> **TEXT PASSAGE**:
━━━

Sonnenberg took the idea for a money-for-birth-control program from a national organization called CRACK (a tortured acronym for “Children Require A Caring Kommunity”) that began advertising in Seattle last year. CRACK, headquartered in Anaheim, California, has been setting up shop in a number of cities since 1997 and claims to have paid 281 clients, including 2 men, as of September 12.

According to the statistics posted on their Web site, 138 of those clients have chosen sterilization, including the two men. The others are using some form of birth control, such as Depo Provera, Norplant, or an IUD. African Americans and white women have responded in about equal numbers and account for more than four-fifths of CRACK’s “clients” to date, with Hispanics making up most of the remainder.

Sonnenberg and her fellow board member Jennifer Nelson say they initially worked with CRACK, putting up flyers and helping to raise funds, but preferred to start their own group so they could see the effects more directly. While CRACK enters a new city with a burst of advertising and publicity, there are no billboards or bus ads for Positive Prevention. Nelson says they have raised all of the money for the group from friends and other individuals they have contacted and have spent somewhat less than $3,000 so far.

━━━

> **REQUIRED WORK**:
(a) Transcribe the part of the birth-control program passage starting at "According to the" and ending at "of the remainder.".
(b) Answer these questions from the birth-control program passage.
(i) In what city is CRACK headquartered?
(ii) According to CRACK's statistics, how many of its clients have chosen sterilization?
(iii) How much has Positive Prevention spent so far?

━━━

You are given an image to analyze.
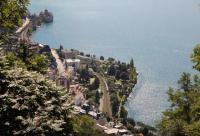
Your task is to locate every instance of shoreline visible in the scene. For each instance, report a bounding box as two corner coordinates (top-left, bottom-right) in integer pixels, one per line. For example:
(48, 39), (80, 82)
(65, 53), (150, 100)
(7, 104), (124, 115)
(21, 11), (156, 135)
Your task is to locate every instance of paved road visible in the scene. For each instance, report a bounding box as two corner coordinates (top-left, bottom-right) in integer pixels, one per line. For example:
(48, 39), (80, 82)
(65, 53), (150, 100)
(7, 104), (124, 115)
(16, 18), (31, 41)
(51, 49), (65, 75)
(94, 72), (112, 118)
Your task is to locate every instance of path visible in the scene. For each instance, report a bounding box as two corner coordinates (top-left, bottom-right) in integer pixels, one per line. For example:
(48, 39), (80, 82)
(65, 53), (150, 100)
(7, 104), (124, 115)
(15, 18), (31, 41)
(94, 72), (112, 118)
(51, 49), (65, 75)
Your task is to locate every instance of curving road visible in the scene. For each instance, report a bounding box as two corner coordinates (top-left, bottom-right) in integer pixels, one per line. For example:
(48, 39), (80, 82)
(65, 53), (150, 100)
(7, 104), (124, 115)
(94, 72), (112, 118)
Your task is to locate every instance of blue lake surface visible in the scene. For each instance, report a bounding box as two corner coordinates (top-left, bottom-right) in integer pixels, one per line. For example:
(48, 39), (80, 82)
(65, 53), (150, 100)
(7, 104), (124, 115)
(29, 0), (200, 125)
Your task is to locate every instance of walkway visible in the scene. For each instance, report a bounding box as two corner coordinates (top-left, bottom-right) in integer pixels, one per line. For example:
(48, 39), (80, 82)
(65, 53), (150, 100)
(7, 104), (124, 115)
(94, 72), (112, 118)
(51, 49), (65, 75)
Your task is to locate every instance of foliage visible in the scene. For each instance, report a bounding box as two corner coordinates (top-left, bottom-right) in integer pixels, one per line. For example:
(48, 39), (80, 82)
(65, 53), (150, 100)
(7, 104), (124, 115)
(0, 60), (73, 135)
(27, 55), (48, 74)
(78, 67), (90, 83)
(0, 0), (29, 30)
(191, 44), (200, 71)
(110, 93), (120, 115)
(73, 116), (104, 136)
(157, 73), (200, 136)
(100, 56), (104, 60)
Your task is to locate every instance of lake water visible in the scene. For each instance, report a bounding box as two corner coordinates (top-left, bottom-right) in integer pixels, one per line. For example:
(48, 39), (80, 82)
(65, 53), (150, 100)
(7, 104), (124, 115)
(29, 0), (200, 125)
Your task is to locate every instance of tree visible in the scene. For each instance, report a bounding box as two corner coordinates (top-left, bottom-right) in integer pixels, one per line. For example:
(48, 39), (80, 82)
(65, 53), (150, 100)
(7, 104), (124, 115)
(0, 0), (29, 31)
(191, 44), (200, 71)
(110, 93), (120, 115)
(130, 58), (134, 68)
(157, 73), (200, 136)
(100, 56), (104, 60)
(73, 116), (104, 136)
(0, 60), (73, 136)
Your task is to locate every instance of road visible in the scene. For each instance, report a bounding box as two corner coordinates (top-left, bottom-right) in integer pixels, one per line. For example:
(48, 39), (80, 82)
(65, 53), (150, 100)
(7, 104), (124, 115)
(15, 18), (31, 41)
(51, 49), (65, 75)
(94, 72), (112, 118)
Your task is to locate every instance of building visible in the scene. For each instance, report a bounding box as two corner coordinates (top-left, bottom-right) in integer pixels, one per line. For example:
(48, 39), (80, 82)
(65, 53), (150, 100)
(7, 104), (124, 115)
(57, 76), (70, 90)
(65, 59), (80, 70)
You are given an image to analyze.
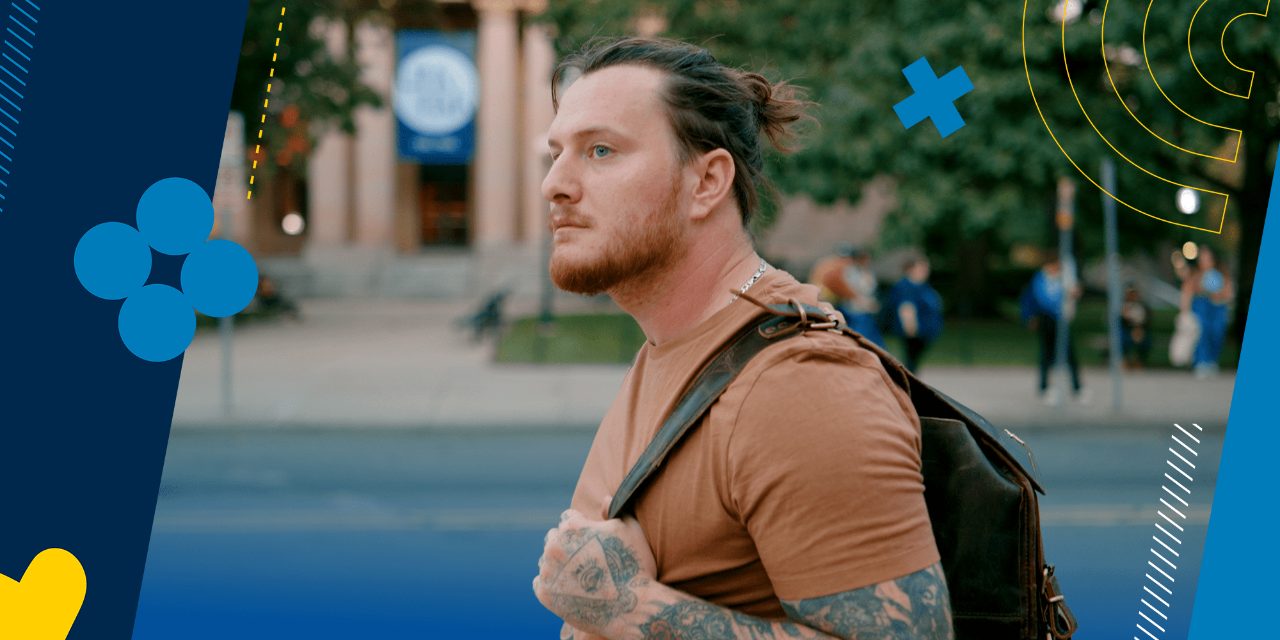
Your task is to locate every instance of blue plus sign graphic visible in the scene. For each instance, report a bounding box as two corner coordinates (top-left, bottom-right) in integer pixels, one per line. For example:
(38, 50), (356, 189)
(893, 58), (973, 138)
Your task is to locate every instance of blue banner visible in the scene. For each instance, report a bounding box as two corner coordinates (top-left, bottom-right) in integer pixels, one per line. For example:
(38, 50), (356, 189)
(392, 31), (480, 164)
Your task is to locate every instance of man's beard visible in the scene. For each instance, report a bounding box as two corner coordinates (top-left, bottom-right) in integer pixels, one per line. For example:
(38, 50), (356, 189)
(550, 177), (684, 296)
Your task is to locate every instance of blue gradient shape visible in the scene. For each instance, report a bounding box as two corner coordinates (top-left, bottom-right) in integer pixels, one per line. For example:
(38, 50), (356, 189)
(1187, 144), (1280, 640)
(73, 223), (151, 300)
(893, 56), (973, 138)
(138, 178), (214, 256)
(182, 239), (257, 317)
(119, 284), (196, 362)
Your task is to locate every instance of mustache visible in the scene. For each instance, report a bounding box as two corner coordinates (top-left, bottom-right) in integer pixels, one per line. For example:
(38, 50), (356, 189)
(547, 206), (591, 232)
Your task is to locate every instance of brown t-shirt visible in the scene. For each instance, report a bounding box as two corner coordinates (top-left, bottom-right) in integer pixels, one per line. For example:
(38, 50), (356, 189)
(573, 271), (938, 618)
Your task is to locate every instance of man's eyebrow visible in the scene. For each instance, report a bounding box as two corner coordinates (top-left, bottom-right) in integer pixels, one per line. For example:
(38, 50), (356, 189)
(547, 125), (626, 148)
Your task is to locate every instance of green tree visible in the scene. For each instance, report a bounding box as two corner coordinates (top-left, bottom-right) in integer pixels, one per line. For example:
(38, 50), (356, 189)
(547, 0), (1280, 325)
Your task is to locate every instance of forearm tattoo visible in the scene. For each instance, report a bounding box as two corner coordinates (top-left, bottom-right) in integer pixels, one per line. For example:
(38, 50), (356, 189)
(550, 531), (645, 627)
(782, 564), (955, 640)
(640, 600), (812, 640)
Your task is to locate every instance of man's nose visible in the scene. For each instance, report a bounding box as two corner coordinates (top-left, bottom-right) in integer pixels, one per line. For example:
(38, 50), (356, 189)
(543, 154), (582, 204)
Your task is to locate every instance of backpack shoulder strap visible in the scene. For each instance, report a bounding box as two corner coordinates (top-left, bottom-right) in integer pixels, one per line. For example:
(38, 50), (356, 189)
(608, 294), (1044, 518)
(608, 296), (842, 518)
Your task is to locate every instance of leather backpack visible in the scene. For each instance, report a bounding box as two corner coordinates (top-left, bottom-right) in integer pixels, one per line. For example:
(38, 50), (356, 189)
(609, 294), (1076, 640)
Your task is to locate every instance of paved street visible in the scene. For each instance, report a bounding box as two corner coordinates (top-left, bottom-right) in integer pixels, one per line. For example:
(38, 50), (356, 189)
(134, 301), (1233, 640)
(134, 429), (1221, 640)
(174, 300), (1234, 430)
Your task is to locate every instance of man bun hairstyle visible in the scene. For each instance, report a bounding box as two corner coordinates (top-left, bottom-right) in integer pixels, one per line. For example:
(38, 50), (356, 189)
(552, 37), (810, 225)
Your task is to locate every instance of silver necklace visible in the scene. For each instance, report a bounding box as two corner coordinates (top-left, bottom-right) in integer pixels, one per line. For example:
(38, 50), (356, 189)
(733, 257), (769, 300)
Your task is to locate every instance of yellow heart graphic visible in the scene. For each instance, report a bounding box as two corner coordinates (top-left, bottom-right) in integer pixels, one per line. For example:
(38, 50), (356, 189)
(0, 549), (87, 640)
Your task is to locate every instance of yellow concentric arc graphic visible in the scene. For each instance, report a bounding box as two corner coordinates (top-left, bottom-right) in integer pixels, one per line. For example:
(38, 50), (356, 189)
(1020, 0), (1270, 233)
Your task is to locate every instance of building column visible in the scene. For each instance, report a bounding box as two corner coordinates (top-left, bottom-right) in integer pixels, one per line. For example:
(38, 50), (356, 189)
(472, 0), (520, 247)
(521, 24), (556, 247)
(352, 22), (396, 251)
(307, 20), (352, 248)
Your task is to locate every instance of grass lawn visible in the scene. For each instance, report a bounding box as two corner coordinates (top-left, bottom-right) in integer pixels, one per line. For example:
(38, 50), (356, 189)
(495, 300), (1239, 367)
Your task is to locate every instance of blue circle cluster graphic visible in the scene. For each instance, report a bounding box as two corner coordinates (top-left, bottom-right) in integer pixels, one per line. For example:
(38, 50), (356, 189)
(74, 178), (257, 362)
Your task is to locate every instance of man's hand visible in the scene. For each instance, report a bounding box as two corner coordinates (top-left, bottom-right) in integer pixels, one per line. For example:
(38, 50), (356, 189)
(534, 509), (658, 639)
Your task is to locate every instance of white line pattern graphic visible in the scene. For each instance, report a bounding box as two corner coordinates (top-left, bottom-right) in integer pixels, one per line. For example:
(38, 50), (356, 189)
(1133, 424), (1203, 640)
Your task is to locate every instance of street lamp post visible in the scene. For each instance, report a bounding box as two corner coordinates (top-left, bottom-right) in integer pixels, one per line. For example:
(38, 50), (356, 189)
(1053, 177), (1075, 398)
(1102, 157), (1124, 413)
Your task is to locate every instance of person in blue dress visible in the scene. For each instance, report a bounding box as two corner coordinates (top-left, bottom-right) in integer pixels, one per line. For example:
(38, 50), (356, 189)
(888, 257), (942, 372)
(1183, 247), (1235, 378)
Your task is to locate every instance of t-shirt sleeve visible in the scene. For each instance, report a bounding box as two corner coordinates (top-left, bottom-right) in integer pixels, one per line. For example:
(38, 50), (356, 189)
(722, 337), (938, 600)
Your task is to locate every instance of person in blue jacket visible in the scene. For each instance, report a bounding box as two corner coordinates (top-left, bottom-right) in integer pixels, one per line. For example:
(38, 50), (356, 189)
(1021, 255), (1087, 404)
(888, 257), (942, 372)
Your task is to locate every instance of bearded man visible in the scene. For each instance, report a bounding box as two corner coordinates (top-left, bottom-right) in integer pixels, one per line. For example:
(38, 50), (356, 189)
(534, 38), (952, 640)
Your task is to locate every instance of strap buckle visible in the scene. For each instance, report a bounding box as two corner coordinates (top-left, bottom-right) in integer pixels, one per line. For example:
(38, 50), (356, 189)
(1041, 564), (1079, 640)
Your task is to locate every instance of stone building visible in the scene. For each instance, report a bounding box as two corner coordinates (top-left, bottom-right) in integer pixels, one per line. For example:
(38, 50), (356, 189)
(220, 0), (892, 297)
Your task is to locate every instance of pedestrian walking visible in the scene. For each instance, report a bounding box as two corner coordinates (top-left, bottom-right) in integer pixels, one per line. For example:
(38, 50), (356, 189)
(888, 257), (942, 374)
(1021, 253), (1088, 406)
(1179, 247), (1235, 378)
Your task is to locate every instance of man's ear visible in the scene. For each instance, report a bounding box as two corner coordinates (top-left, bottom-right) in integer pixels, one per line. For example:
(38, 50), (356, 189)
(689, 148), (737, 220)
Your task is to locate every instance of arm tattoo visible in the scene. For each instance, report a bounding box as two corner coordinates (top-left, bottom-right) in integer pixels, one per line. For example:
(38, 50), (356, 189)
(640, 600), (804, 640)
(782, 564), (955, 640)
(552, 534), (645, 627)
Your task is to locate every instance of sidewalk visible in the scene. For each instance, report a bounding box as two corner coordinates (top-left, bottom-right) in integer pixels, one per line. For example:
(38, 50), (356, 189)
(173, 300), (1234, 431)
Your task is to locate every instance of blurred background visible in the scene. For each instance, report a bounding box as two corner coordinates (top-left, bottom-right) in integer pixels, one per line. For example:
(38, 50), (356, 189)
(134, 0), (1280, 639)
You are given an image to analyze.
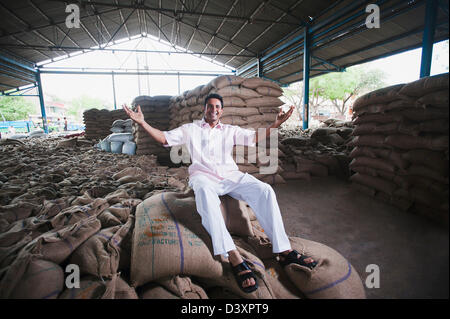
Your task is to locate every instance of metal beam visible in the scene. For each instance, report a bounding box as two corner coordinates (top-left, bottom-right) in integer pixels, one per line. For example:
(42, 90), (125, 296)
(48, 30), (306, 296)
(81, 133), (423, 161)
(49, 0), (298, 25)
(219, 0), (271, 64)
(202, 0), (239, 53)
(0, 8), (120, 39)
(185, 0), (209, 50)
(420, 0), (438, 78)
(226, 0), (304, 64)
(40, 70), (233, 76)
(28, 0), (79, 47)
(303, 26), (310, 130)
(36, 71), (48, 133)
(103, 10), (136, 47)
(2, 44), (255, 58)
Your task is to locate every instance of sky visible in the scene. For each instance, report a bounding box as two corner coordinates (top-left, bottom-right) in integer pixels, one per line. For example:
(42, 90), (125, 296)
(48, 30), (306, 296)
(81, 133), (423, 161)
(29, 36), (449, 108)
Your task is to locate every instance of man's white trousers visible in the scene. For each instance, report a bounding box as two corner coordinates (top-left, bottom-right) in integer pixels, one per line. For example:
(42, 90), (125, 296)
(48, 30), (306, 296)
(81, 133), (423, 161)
(189, 173), (291, 257)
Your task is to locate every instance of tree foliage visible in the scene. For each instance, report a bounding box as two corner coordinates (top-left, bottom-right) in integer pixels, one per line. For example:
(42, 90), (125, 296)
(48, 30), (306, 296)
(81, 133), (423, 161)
(0, 96), (35, 121)
(310, 66), (386, 114)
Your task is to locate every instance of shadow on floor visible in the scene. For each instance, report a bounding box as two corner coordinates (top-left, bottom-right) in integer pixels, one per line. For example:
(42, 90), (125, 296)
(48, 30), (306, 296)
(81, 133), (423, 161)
(273, 177), (449, 299)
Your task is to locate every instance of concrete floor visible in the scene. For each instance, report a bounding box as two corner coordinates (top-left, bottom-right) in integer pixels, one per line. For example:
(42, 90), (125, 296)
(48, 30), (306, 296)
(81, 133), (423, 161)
(273, 177), (449, 299)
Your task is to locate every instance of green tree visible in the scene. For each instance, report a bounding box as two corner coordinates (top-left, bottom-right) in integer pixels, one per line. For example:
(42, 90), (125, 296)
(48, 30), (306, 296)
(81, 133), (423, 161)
(0, 96), (35, 121)
(310, 66), (386, 114)
(67, 94), (112, 120)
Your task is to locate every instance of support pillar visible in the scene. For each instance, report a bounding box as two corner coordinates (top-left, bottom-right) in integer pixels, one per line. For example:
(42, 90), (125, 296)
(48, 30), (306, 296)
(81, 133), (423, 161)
(36, 70), (48, 133)
(256, 55), (263, 78)
(303, 25), (310, 130)
(420, 0), (438, 78)
(111, 72), (117, 110)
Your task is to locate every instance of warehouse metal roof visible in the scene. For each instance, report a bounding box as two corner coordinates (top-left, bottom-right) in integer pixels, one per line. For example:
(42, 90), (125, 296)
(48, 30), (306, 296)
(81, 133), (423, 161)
(0, 0), (448, 91)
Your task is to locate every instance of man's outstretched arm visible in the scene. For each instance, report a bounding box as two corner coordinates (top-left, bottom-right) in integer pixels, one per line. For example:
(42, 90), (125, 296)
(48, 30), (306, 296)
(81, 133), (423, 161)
(255, 105), (294, 145)
(123, 104), (167, 145)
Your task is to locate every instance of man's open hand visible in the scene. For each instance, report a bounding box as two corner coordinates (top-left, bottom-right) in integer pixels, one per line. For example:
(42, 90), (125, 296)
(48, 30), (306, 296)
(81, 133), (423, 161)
(122, 104), (145, 125)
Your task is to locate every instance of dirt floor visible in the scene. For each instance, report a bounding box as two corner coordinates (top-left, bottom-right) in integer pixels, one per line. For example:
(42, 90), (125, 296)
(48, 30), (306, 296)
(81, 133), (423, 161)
(273, 177), (449, 299)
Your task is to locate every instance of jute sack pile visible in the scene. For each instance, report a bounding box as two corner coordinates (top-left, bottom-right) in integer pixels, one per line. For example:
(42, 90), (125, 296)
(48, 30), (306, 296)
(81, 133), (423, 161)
(350, 73), (449, 223)
(247, 220), (365, 299)
(138, 275), (208, 299)
(130, 192), (272, 298)
(169, 75), (285, 184)
(169, 75), (284, 129)
(83, 109), (113, 140)
(279, 119), (353, 180)
(58, 273), (139, 299)
(132, 95), (170, 163)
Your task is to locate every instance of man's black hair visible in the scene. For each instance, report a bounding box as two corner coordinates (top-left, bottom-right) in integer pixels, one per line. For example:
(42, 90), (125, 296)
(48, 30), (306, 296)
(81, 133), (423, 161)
(204, 93), (223, 108)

━━━

> **ANSWERS TO THE EXERCISES**:
(a)
According to the statistics posted on their Web site, 138 of those clients have chosen sterilization, including the two men. The others are using some form of birth control, such as Depo Provera, Norplant, or an IUD. African Americans and white women have responded in about equal numbers and account for more than four-fifths of CRACK’s “clients” to date, with Hispanics making up most of the remainder.

(b)
(i) Anaheim, California
(ii) 138
(iii) Somewhat less than $3,000